> [Brano]:
Ci siamo però accorti che la povertà ha dilagato nell’ultimo anno e mezzo: le file di tutto un nuovo proletariato indigentissimo, davanti agli sportelli e uffici della Caritas, hanno fatto la cronaca di questi ultimi mesi. I cosiddetti “nuovi poveri” non sono separabili dal dramma dei lavoratori della logistica, da quelli della sanità, da quelli della cantieristica e della metallurgia; né sono separabili dai lavoratori nel settore edilizio o dagli studenti che alternano scuola e lavoro e cadono da cinque piani di altezza perché inesperti, forse pure privi di quel minimo di sicurezza che dovrebbero poter avere garantita.

I “nuovi poveri” non sono nemmeno separabili dai lavoratori che vengono asfissiati dai gas di grandi cisterne dove sono caduti per primi, dove per secondi sono cascati cercando di salvare i loro compagni ormai esanimi. E non sono separabili neppure da Luana, presa in trappola dagli ingranaggi di un macchinario manomesso. Sempre e soltanto per il profitto, per fare più soldi, per accumularne maggiormente e “stare sul mercato” con meno spese possibili.

Che queste spese comportino l’alterazione di una macchina o l’esasperazione di lavoratori contro altri lavoratori, per i padroni è ininfluente. L’alibi comodo è la pandemia: nel nome della crisi sanitaria si giustifica un po’ tutto. Anche la morte di Adil, che lascia una moglie e due figli piccoli.

> [Record mostrati]:
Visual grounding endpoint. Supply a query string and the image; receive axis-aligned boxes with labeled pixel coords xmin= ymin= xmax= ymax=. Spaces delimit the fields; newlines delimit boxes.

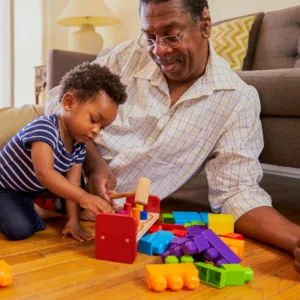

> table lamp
xmin=57 ymin=0 xmax=119 ymax=54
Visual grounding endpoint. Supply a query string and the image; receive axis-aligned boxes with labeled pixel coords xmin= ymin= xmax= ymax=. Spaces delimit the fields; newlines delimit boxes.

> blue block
xmin=185 ymin=211 xmax=202 ymax=222
xmin=172 ymin=211 xmax=189 ymax=225
xmin=138 ymin=230 xmax=174 ymax=255
xmin=199 ymin=212 xmax=209 ymax=226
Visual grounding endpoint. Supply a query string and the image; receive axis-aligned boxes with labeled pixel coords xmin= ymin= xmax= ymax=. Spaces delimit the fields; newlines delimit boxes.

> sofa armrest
xmin=238 ymin=69 xmax=300 ymax=117
xmin=238 ymin=69 xmax=300 ymax=168
xmin=0 ymin=104 xmax=44 ymax=149
xmin=47 ymin=49 xmax=96 ymax=91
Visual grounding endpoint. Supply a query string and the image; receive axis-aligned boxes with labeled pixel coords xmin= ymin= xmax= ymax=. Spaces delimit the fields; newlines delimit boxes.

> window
xmin=0 ymin=0 xmax=13 ymax=108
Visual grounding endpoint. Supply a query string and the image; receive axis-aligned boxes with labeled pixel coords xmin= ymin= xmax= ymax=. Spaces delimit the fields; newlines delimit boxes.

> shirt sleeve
xmin=20 ymin=118 xmax=58 ymax=151
xmin=75 ymin=144 xmax=86 ymax=164
xmin=205 ymin=87 xmax=272 ymax=221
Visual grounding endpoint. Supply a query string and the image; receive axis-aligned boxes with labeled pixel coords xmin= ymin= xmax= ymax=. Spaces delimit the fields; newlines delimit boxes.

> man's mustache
xmin=155 ymin=56 xmax=183 ymax=65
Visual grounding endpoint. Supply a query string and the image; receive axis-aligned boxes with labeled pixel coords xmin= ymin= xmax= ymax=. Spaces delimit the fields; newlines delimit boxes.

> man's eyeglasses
xmin=138 ymin=17 xmax=196 ymax=50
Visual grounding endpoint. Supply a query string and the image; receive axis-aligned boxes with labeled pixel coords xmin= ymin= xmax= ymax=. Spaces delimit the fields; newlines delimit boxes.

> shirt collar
xmin=133 ymin=45 xmax=237 ymax=95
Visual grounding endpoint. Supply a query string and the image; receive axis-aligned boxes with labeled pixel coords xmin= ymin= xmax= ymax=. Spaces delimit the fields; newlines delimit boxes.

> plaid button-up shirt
xmin=46 ymin=41 xmax=271 ymax=219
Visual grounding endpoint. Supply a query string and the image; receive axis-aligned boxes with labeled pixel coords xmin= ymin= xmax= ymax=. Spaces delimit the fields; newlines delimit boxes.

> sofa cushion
xmin=210 ymin=16 xmax=255 ymax=71
xmin=253 ymin=5 xmax=300 ymax=70
xmin=0 ymin=104 xmax=44 ymax=149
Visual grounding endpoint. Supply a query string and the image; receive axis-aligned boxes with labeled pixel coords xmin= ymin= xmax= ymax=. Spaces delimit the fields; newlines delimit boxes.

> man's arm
xmin=206 ymin=89 xmax=300 ymax=252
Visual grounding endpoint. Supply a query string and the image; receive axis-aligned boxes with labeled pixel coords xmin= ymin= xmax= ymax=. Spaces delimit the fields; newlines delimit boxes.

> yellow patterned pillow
xmin=210 ymin=16 xmax=255 ymax=71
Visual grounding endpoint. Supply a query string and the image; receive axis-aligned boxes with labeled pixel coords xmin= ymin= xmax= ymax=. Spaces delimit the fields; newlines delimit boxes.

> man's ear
xmin=61 ymin=93 xmax=77 ymax=111
xmin=200 ymin=7 xmax=212 ymax=39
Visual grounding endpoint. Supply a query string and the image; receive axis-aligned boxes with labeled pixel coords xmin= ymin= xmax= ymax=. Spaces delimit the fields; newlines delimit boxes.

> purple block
xmin=170 ymin=237 xmax=189 ymax=248
xmin=202 ymin=229 xmax=241 ymax=264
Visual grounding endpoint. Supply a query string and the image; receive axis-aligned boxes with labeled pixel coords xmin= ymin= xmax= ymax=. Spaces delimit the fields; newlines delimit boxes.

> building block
xmin=185 ymin=212 xmax=202 ymax=222
xmin=146 ymin=264 xmax=200 ymax=292
xmin=195 ymin=262 xmax=227 ymax=289
xmin=172 ymin=229 xmax=188 ymax=238
xmin=208 ymin=214 xmax=234 ymax=235
xmin=162 ymin=214 xmax=174 ymax=224
xmin=138 ymin=230 xmax=174 ymax=255
xmin=172 ymin=211 xmax=189 ymax=225
xmin=95 ymin=213 xmax=138 ymax=264
xmin=221 ymin=233 xmax=244 ymax=240
xmin=221 ymin=264 xmax=254 ymax=286
xmin=140 ymin=210 xmax=148 ymax=220
xmin=126 ymin=195 xmax=160 ymax=214
xmin=220 ymin=237 xmax=245 ymax=258
xmin=201 ymin=229 xmax=241 ymax=266
xmin=180 ymin=255 xmax=195 ymax=264
xmin=0 ymin=260 xmax=13 ymax=287
xmin=165 ymin=255 xmax=179 ymax=264
xmin=199 ymin=212 xmax=209 ymax=226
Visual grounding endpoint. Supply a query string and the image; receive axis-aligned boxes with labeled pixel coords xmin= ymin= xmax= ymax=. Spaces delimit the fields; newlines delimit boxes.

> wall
xmin=14 ymin=0 xmax=43 ymax=106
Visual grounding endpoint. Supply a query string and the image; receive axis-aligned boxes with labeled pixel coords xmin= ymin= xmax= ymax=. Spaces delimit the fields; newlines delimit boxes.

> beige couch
xmin=0 ymin=6 xmax=300 ymax=168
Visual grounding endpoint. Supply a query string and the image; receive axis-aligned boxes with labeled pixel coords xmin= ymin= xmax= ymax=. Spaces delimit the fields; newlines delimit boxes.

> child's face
xmin=62 ymin=93 xmax=118 ymax=143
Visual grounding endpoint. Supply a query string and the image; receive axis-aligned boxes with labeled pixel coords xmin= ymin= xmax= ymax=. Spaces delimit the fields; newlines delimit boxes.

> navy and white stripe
xmin=46 ymin=41 xmax=271 ymax=219
xmin=0 ymin=114 xmax=86 ymax=192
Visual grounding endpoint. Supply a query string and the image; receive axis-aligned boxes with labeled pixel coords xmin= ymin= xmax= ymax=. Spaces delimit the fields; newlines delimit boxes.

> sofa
xmin=0 ymin=6 xmax=300 ymax=168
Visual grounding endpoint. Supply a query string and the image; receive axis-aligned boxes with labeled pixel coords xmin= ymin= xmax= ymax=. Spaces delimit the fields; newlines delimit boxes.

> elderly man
xmin=47 ymin=0 xmax=300 ymax=252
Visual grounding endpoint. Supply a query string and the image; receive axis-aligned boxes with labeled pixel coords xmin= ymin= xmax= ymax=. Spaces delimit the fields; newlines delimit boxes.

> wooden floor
xmin=0 ymin=175 xmax=300 ymax=300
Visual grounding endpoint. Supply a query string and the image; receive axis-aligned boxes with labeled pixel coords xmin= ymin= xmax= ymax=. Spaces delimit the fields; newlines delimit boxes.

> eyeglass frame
xmin=138 ymin=17 xmax=197 ymax=49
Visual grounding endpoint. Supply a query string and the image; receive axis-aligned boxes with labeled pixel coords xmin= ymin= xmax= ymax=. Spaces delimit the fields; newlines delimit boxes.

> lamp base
xmin=71 ymin=24 xmax=103 ymax=55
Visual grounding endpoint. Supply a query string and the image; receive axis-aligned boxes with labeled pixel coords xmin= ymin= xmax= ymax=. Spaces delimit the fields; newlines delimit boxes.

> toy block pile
xmin=142 ymin=212 xmax=253 ymax=290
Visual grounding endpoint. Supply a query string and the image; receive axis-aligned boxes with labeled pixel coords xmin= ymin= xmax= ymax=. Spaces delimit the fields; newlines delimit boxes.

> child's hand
xmin=62 ymin=220 xmax=94 ymax=242
xmin=294 ymin=239 xmax=300 ymax=274
xmin=79 ymin=193 xmax=113 ymax=215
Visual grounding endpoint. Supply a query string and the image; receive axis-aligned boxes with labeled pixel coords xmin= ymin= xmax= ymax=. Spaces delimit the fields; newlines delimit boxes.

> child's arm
xmin=31 ymin=141 xmax=112 ymax=214
xmin=62 ymin=164 xmax=93 ymax=242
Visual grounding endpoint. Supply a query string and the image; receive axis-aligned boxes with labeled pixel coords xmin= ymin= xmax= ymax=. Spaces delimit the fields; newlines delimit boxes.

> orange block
xmin=0 ymin=260 xmax=13 ymax=287
xmin=146 ymin=263 xmax=200 ymax=292
xmin=220 ymin=237 xmax=245 ymax=257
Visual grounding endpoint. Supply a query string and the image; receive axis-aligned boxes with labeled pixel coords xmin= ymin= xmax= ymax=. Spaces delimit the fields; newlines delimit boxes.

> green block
xmin=221 ymin=264 xmax=254 ymax=286
xmin=162 ymin=214 xmax=175 ymax=224
xmin=195 ymin=262 xmax=227 ymax=289
xmin=191 ymin=221 xmax=205 ymax=226
xmin=165 ymin=255 xmax=179 ymax=264
xmin=180 ymin=255 xmax=194 ymax=264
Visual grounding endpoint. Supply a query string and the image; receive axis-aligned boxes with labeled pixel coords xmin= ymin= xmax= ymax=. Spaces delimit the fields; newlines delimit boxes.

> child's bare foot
xmin=34 ymin=204 xmax=64 ymax=220
xmin=80 ymin=209 xmax=96 ymax=222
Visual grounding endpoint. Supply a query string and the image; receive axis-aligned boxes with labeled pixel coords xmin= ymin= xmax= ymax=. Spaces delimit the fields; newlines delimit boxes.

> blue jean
xmin=0 ymin=188 xmax=46 ymax=240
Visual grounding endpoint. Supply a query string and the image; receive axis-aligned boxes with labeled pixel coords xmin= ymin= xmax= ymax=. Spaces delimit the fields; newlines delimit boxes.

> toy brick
xmin=172 ymin=229 xmax=188 ymax=238
xmin=221 ymin=264 xmax=254 ymax=286
xmin=162 ymin=214 xmax=174 ymax=224
xmin=194 ymin=262 xmax=227 ymax=289
xmin=138 ymin=230 xmax=174 ymax=255
xmin=221 ymin=233 xmax=244 ymax=240
xmin=220 ymin=237 xmax=245 ymax=258
xmin=172 ymin=211 xmax=189 ymax=225
xmin=199 ymin=212 xmax=208 ymax=226
xmin=202 ymin=229 xmax=241 ymax=264
xmin=0 ymin=260 xmax=13 ymax=287
xmin=208 ymin=214 xmax=234 ymax=235
xmin=146 ymin=264 xmax=199 ymax=292
xmin=185 ymin=212 xmax=202 ymax=222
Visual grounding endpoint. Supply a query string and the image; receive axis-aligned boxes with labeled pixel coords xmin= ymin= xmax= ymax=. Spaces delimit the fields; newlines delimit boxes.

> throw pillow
xmin=210 ymin=16 xmax=255 ymax=71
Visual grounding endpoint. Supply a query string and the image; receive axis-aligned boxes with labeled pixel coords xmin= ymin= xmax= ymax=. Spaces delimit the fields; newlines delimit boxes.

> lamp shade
xmin=57 ymin=0 xmax=119 ymax=26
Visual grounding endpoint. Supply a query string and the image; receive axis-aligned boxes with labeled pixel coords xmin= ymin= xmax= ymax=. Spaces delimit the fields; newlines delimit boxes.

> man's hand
xmin=62 ymin=220 xmax=93 ymax=242
xmin=294 ymin=239 xmax=300 ymax=274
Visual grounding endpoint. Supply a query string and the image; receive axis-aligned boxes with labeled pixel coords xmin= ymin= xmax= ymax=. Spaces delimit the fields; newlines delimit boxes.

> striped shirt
xmin=0 ymin=114 xmax=86 ymax=192
xmin=46 ymin=41 xmax=271 ymax=219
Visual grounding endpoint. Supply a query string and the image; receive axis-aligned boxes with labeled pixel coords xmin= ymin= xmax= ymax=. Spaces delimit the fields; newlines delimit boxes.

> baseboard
xmin=261 ymin=164 xmax=300 ymax=179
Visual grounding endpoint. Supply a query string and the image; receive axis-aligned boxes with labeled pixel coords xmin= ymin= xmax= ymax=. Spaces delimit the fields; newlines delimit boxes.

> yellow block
xmin=208 ymin=214 xmax=234 ymax=235
xmin=146 ymin=263 xmax=200 ymax=292
xmin=220 ymin=237 xmax=245 ymax=257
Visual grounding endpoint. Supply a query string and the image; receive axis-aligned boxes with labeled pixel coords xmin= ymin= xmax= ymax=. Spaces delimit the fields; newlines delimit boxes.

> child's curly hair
xmin=59 ymin=62 xmax=127 ymax=105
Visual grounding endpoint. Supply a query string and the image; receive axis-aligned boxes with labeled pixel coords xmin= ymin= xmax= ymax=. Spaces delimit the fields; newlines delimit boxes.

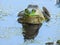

> [Azione richiesta]: Elenca tutti i settori lavorativi nominati nel brano sui "nuovi poveri". I record non hanno alcun ruolo in questo esercizio.

> [Risposta all'esercizio]:
- logistica
- sanità
- cantieristica
- metallurgia
- settore edilizio